REQUIRED TASK:
Copy out the data word for word, from the line containing "Can you find the flowing" through the line containing "Target: dancer standing on one leg", with both of those lines included. Leave out the pictures.

RECORDS FOR THE EXERCISE:

━━━

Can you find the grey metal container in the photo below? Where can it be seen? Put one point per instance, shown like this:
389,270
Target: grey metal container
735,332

━━━

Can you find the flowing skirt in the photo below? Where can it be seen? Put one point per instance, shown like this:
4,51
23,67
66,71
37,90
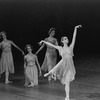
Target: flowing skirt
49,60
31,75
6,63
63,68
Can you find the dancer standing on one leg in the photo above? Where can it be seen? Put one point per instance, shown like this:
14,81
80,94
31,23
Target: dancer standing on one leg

━━━

FULL OUTPUT:
Can you find the flowing skirt in the photo below? Where can it be seen? Put one point per instance, shown like this:
4,51
23,67
66,71
37,90
Target: flowing skirt
49,60
31,75
6,63
63,68
Can you find the dancer standing on one leg in the photo above? Where can it be seen? Put one point per instance, shown like this:
14,81
80,94
31,23
Target: dancer standing on one leg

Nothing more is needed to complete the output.